* **Task directions**
Give back all the data exactly, line by line.

Data entries
****
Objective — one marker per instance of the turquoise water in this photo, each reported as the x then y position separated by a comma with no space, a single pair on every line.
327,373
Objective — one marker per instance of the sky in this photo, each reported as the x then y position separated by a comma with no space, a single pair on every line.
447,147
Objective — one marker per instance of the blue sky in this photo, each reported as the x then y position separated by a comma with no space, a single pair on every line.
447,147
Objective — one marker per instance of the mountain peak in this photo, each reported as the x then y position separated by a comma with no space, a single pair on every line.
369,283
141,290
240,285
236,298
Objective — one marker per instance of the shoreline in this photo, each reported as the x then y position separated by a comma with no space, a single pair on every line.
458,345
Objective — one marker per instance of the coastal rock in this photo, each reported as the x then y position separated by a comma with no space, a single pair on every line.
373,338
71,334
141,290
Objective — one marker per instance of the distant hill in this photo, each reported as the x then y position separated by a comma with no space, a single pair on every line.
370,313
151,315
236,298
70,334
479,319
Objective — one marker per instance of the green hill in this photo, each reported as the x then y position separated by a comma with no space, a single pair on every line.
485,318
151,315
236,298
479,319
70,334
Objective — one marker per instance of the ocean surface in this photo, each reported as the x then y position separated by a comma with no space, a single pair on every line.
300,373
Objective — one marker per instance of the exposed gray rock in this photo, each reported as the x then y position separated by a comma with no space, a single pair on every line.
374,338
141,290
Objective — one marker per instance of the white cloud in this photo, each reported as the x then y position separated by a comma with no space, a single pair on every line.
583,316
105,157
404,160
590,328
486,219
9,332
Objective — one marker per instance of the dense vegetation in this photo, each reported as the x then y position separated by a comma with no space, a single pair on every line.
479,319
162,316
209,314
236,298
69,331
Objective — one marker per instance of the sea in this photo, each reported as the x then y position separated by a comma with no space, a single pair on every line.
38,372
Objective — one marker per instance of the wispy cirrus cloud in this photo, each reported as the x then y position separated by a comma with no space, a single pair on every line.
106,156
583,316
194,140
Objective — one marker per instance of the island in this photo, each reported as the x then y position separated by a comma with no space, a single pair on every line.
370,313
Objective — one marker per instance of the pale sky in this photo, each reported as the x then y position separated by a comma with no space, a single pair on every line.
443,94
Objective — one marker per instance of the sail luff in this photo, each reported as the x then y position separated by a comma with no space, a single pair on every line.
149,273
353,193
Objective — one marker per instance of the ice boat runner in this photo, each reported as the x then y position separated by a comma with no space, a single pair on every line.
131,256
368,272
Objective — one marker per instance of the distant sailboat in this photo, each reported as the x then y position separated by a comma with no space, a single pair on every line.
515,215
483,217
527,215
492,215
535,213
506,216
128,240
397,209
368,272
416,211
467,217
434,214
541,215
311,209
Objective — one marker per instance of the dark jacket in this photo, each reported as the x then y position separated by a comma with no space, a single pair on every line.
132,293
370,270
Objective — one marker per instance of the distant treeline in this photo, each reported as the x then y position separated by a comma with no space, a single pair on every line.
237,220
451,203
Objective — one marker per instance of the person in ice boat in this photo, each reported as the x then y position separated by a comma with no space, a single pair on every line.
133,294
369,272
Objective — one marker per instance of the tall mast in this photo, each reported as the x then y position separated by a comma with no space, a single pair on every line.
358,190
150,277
****
* **Correct response**
Objective — one marker per instance of the turquoise water in this photo, each reported as the x then y position separated by a comma with no space, a single pair on every line.
327,373
Objective — one marker per instance of the sky in this photo, each reported as the x then y position separated by a comma with no space, a single pair on every line.
447,147
Objective — one marker per instance of the blue sky in this photo, each reported as the x then y position separated by a comma with no space, a single pair on every line.
447,147
Objective — one marker per instance of the mountain peak in this photo, each reported as the x then y position separated by a comma with no space, a single pair on every line.
369,283
141,290
240,285
236,298
Objective — one marker per instance of the shoreline in this photo, each reported as the x then y position separated by a comma with no space, a single pair on every line.
458,345
Objective — one marker per instance of the coastal rock in this photo, each reported as the x then y position separated by a comma with no space, a single pair on every line.
373,338
71,334
141,290
Objective — one marker per instance of the distant hill in this photo, each reported as the x then y position separated by a comma with no space, a single pair on every line.
370,313
151,315
236,298
70,334
479,319
Objective — one marker per instance of the green hill in this photo, each reported as the x then y position separated by a comma with no space, a single pair on every line.
485,318
151,315
236,298
479,319
70,334
Objective — one marker per instance of the ocean surface in this photo, each reported as the x then y position separated by a comma with no space, a single pair on every line.
300,373
Objective — one marker per instance of the exposed gray rock in this photo, each reported as the x then y position separated by a comma with no space, a single pair on every line.
374,338
141,290
Objective — one marker per instance of the white cloud in this photo, each reported as the x then y position separated by a comma with no space, a single pair on every line.
583,316
105,157
404,160
590,328
486,219
9,332
Objective — one marker per instance of the dense vegetation in this photo, each reported as the x then y position separated by a comma with no space, a single pair on every line.
479,319
162,316
209,314
236,298
69,331
Objective — one marker per instance of the sea in this photo, each reported as the x then y position separated by a comma with no space, a single pair on every line.
38,372
Objective — one marker per instance of the wispy cirrus cloud in this photo, each reported as the x then y position separated by a comma with no space, a single pair on every line.
106,156
583,316
194,140
Objective — one marker per instance of the island in this photo, each reported as the x then y position separated by a comma with no space, a single pair on every line.
370,313
Objective — one marker per instance of the pale sky in this photo, each reported as the x then y position separated by a comma with no space, a single pair on every line.
443,94
Objective — one marker per instance of the sail luff in this photo, each reported as the x then y position separated by a comma with no space, a single pair on every line.
149,273
353,193
Objective — one marker per instance of the ice boat runner in this photo, each reported as the x then y position separated by a comma with no space, a single pair on every line.
131,256
368,272
Objective — one marker per instance of the distant sailboat in this photo, each reported as the x then y position separated by a comma with no space, a single pair on every line.
515,215
483,217
527,215
492,215
535,213
506,216
128,240
397,209
368,272
416,211
467,217
434,214
541,215
311,209
Objective — one marker per instance of the dark jacket in this photo, each reported as the x then y position separated by a comma with no space, a single pair on every line.
132,293
370,270
Objective — one marker per instance of the distant treeline in this photo, each reported as the x then y position separated by a comma with no space, a single pair on every line.
237,220
451,203
Objective — one marker per instance of the person in ice boat in this photo, each reported as the x then y position separated by a comma with no space, a single pair on every line.
133,294
369,272
Objective — one marker per instance of the tall mast in this photo, each reported as the x then y position separated by a comma with no space, a single pair on every line.
358,190
150,277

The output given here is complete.